* _What the task asks_:
Show each line of the listing below that contains the string "instance", treating uppercase and lowercase letters as distinct.

A block of data
○ ○ ○ ○ ○ ○ ○

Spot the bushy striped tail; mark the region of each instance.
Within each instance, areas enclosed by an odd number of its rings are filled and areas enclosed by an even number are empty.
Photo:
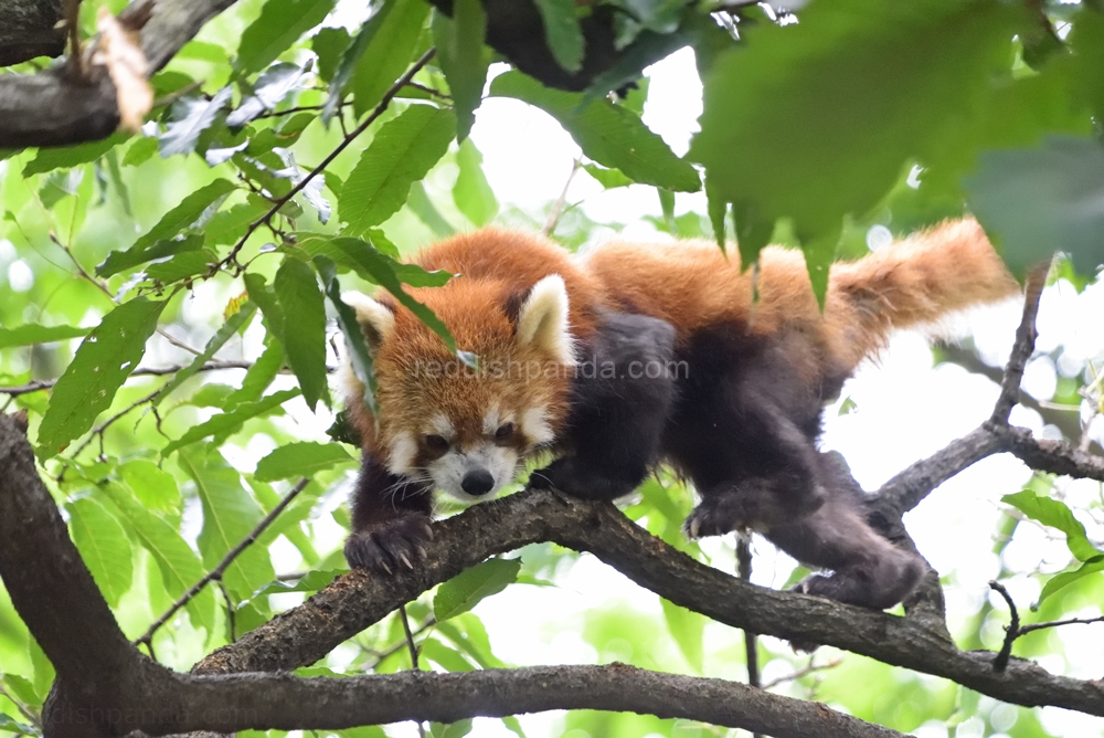
[[[828,313],[835,313],[830,321],[847,335],[854,351],[850,358],[858,363],[881,348],[894,328],[933,324],[1018,292],[985,231],[965,219],[915,233],[858,262],[834,265]]]

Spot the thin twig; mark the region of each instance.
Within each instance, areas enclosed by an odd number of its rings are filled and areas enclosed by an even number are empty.
[[[268,526],[270,526],[276,520],[279,514],[283,513],[288,505],[291,504],[291,500],[295,499],[299,495],[299,493],[306,488],[306,486],[309,483],[310,483],[309,477],[302,477],[301,479],[299,479],[299,483],[294,487],[291,487],[291,491],[289,493],[284,495],[284,499],[279,500],[276,504],[276,507],[272,508],[268,515],[263,517],[261,521],[257,523],[256,527],[253,528],[253,530],[250,533],[248,536],[243,538],[241,542],[237,544],[237,546],[226,551],[226,556],[222,558],[222,561],[219,562],[219,566],[216,566],[214,569],[204,574],[203,578],[200,579],[198,582],[189,587],[188,591],[181,594],[177,599],[177,601],[173,602],[172,605],[168,610],[166,610],[164,613],[162,613],[161,616],[158,618],[153,622],[153,624],[150,625],[149,629],[145,633],[142,633],[142,635],[138,640],[135,641],[135,643],[138,645],[142,643],[145,643],[146,645],[151,644],[153,641],[153,634],[158,631],[158,629],[160,629],[161,625],[164,625],[167,622],[169,622],[169,619],[172,618],[172,615],[177,614],[177,611],[179,611],[182,607],[188,604],[193,597],[199,594],[200,590],[206,587],[208,582],[216,579],[221,580],[222,576],[226,572],[226,569],[230,568],[230,565],[234,562],[234,559],[236,559],[242,554],[242,551],[248,548],[261,536],[261,534],[263,534],[268,528]]]
[[[237,240],[237,243],[234,244],[234,247],[230,250],[230,254],[227,254],[225,259],[223,259],[217,264],[211,267],[211,275],[216,274],[223,266],[234,263],[235,260],[237,259],[237,254],[241,253],[242,249],[245,246],[245,242],[250,239],[251,235],[253,235],[254,231],[261,228],[262,224],[268,222],[274,215],[276,215],[276,213],[279,212],[280,208],[287,204],[291,200],[291,198],[294,198],[296,194],[301,192],[302,189],[307,187],[307,184],[315,177],[317,177],[319,173],[322,172],[323,169],[326,169],[326,167],[330,166],[330,162],[332,162],[336,158],[338,158],[338,155],[341,154],[346,149],[346,147],[352,144],[352,141],[355,140],[358,136],[368,130],[368,127],[373,123],[375,123],[376,118],[383,115],[384,110],[388,109],[388,106],[391,105],[391,101],[394,99],[395,95],[399,94],[399,91],[402,89],[405,84],[407,84],[411,80],[414,78],[414,75],[417,74],[422,70],[422,67],[429,62],[431,59],[433,59],[433,55],[436,52],[437,52],[436,49],[431,48],[428,51],[422,54],[422,56],[418,57],[418,60],[414,62],[414,64],[408,70],[406,70],[406,73],[403,76],[399,77],[395,81],[395,83],[391,85],[388,92],[384,93],[383,98],[379,102],[379,104],[375,106],[372,113],[367,118],[364,118],[363,123],[357,126],[351,133],[347,134],[342,139],[342,141],[338,144],[332,151],[330,151],[329,156],[322,159],[321,164],[319,164],[317,167],[307,172],[307,175],[301,180],[299,180],[299,183],[293,187],[287,194],[276,200],[273,203],[273,207],[268,209],[268,212],[266,212],[264,215],[250,223],[250,226],[245,230],[245,233],[242,235],[241,239]]]
[[[815,664],[813,657],[809,658],[809,663],[805,668],[799,668],[793,674],[787,674],[786,676],[779,676],[777,679],[771,679],[763,685],[764,689],[773,689],[779,684],[786,684],[787,682],[796,682],[803,676],[808,676],[809,674],[815,674],[816,672],[825,672],[829,668],[836,668],[843,663],[842,658],[834,658],[827,664]]]
[[[571,164],[571,172],[567,175],[567,181],[563,183],[563,189],[560,191],[560,197],[556,198],[555,202],[552,203],[552,211],[549,213],[549,219],[544,221],[544,228],[541,229],[543,235],[552,235],[552,231],[555,230],[556,223],[560,222],[560,215],[563,214],[563,207],[567,202],[567,189],[571,188],[571,181],[575,179],[575,173],[583,166],[582,159],[575,159]]]
[[[1047,274],[1050,271],[1050,262],[1032,268],[1028,273],[1023,296],[1023,317],[1020,326],[1016,329],[1016,342],[1012,345],[1012,354],[1008,357],[1008,365],[1005,367],[1005,376],[1000,381],[1000,397],[992,408],[989,423],[994,425],[1007,425],[1008,414],[1020,397],[1020,381],[1023,379],[1023,367],[1034,352],[1036,341],[1036,316],[1039,314],[1039,297],[1042,288],[1047,284]]]
[[[415,672],[421,671],[417,666],[417,646],[414,645],[414,634],[411,633],[411,621],[406,616],[406,605],[399,605],[399,619],[403,622],[403,633],[406,634],[406,647],[411,652],[411,668]],[[425,738],[425,726],[417,723],[417,735],[421,738]]]
[[[217,371],[220,369],[248,369],[253,366],[252,361],[208,361],[197,371]],[[174,375],[182,369],[187,369],[188,365],[176,365],[172,367],[146,367],[135,369],[130,372],[131,377],[162,377],[164,375]],[[56,379],[35,379],[26,384],[19,384],[17,387],[0,387],[0,394],[10,394],[12,397],[18,397],[20,394],[29,394],[31,392],[41,392],[42,390],[49,390],[54,384],[57,383]]]
[[[1016,611],[1016,603],[1012,602],[1012,595],[1008,593],[1005,586],[996,580],[989,581],[989,589],[998,592],[1000,597],[1005,598],[1005,602],[1008,603],[1009,610],[1009,622],[1008,626],[1005,629],[1005,642],[1000,645],[1000,651],[997,652],[997,657],[992,660],[992,671],[1002,672],[1008,666],[1008,658],[1012,655],[1012,642],[1019,637],[1020,634],[1020,613]]]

○ ○ ○ ○ ○ ○ ○

* _Answer to this task_:
Spot the bushy striped tail; mark the region of each instance.
Within each instance, areas enclosed by an odd number of its rings are filled and areas enclosed by an even number are empty.
Spot the thin twig; mark the region of each instance.
Within each instance, areas enclosed by an odd number of its rings are filled and areas enclosed by an even number are empty.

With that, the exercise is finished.